§ **DOCUMENT EXTRACT**

● ● ●

But that job mostly involves sneaking photos of adulterers, not a pursuit nourishing to the soul. So when a lawyer approaches him with a case involving undoing an old injustice, Rick takes a leave of absence. Eight years ago, Randall Eddington was convicted of the murder of his parents and sister. Ever since he has stoutly maintained his innocence. Now the lawyer has turned up a witness, a genial stoner who says he heard a motorcycle gang leader boast of committing the crime himself. He even said where he’d thrown the murder weapon. If that weapon can be located, it will be enough to get Randall a new trial. Rick’s job is to look for corroborating evidence, and to keep an eye on the witness’s safety.

Rick takes the case up with a sense of mission. This is what he’d become a cop to do, back when he was a cop. The motorcycle gang is a dangerous one, with even more dangerous connections in organized crime. And the corrupt La Jolla police department, now headed by his old nemesis, is particularly determined that one of their proudest solved cases should remain solved.

But this case is about more than that. Rick is a man who can’t be satisfied with easy answers. His compulsion to tie up every loose end will lead him where nobody wants him to go. And some people will go to any lengths to keep the secrets that remain covered up.

As was the case with Yesterday’s Echo, the first book in the series, the writing in Night Tremors is very good indeed. Rick Cahill is an intriguing character who draws your sympathy. The plotting is relentless.

My only real complaint here is the same as it was for that book – it’s really gloomy. I’m planning to continue with the next entry in the series, but I plead with the author – give us a little hope, please! If Rick’s luck doesn’t turn a little, I’ll have trouble comprehending why he just doesn’t commit suicide. And you’ll lose me as a reader.

‘Yesterday’s Echo,’ by Matt Coyle

I recognized the house from my infrequent trips up to the cross at the top of the Mount Soledad. Unassuming from the front, its backside hung off a cliff, splayed out like a giant glass-and-copper crab ready to pounce.

I think it was President Truman who said, “If you want a friend, get a dog.”

That might be the motto of Rick Cahill, hero of Matt Coyle’s hard-boiled California mystery series, of which Yesterday’s Echo is the first installment.

● ● ●

§ **INFORMATION SUPPLIED**
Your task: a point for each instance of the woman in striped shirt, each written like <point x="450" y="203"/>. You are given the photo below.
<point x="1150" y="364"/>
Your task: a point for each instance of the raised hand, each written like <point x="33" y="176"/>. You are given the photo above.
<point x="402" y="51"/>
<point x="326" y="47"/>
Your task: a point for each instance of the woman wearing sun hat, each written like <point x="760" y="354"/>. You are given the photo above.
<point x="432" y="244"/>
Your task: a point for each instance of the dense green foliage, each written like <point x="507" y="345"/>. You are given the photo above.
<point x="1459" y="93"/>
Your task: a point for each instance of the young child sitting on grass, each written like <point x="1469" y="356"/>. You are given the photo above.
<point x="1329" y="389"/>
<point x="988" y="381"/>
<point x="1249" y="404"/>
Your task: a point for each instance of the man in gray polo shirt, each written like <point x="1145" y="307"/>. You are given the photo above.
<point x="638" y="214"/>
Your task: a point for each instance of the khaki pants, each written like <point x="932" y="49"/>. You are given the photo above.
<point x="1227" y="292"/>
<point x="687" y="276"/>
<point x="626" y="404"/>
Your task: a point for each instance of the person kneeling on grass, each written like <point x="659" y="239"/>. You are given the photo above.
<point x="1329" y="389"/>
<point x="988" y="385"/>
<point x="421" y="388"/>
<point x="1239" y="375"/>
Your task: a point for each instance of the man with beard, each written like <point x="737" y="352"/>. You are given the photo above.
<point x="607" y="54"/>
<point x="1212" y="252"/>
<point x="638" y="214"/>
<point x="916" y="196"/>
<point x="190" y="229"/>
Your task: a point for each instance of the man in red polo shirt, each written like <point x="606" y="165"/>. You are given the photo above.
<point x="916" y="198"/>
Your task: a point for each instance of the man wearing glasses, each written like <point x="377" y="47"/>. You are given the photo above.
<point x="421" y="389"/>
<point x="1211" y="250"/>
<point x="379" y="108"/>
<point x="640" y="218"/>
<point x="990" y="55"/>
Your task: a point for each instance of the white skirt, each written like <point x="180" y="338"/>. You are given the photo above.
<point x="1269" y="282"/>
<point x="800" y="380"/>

● ● ●

§ **WORK ITEM A**
List every person named in the crime-novel review.
§ **WORK ITEM B**
Carry the crime-novel review forward from its final sentence.
The data are not needed for anything that follows.

§ **EXERCISE RESPONSE A**
Rick Cahill, Randall Eddington, Matt Coyle, President Truman

§ **EXERCISE RESPONSE B**
Rick’s life has been a series of betrayals. First when his policeman father, whom he worshiped, was thrown off the force for corruption. Then, after he himself became a cop, trying to restore the family honor, his wife was killed and he was blamed. He was never convicted, but he was fired, losing all his friends but one. That’s his old buddy Rusty, who runs a steakhouse and bar in La Jolla. Rick manages it now, and studiously keeps away from most relationships and anybody’s problems. He spends quality time with his black Labrador, Midnight, and that’s enough for now.

Until Melody Malana, a beautiful TV news reporter, walks into the bar and is accosted by a couple drunks. Rick steps in to protect her, and they begin a relationship – the first one Rick has really cared about since his wife died.

Then a couple of guys surprise him and beat him up, demanding to know where Melody is. And Melody is arrested for murder. Rick goes back into cop mode to try to clear her, but only manages to become the subject of an arrest warrant himself. The (corrupt) La Jolla police department is taking its orders from very high places, and Rick is working against the clock and very short of friends.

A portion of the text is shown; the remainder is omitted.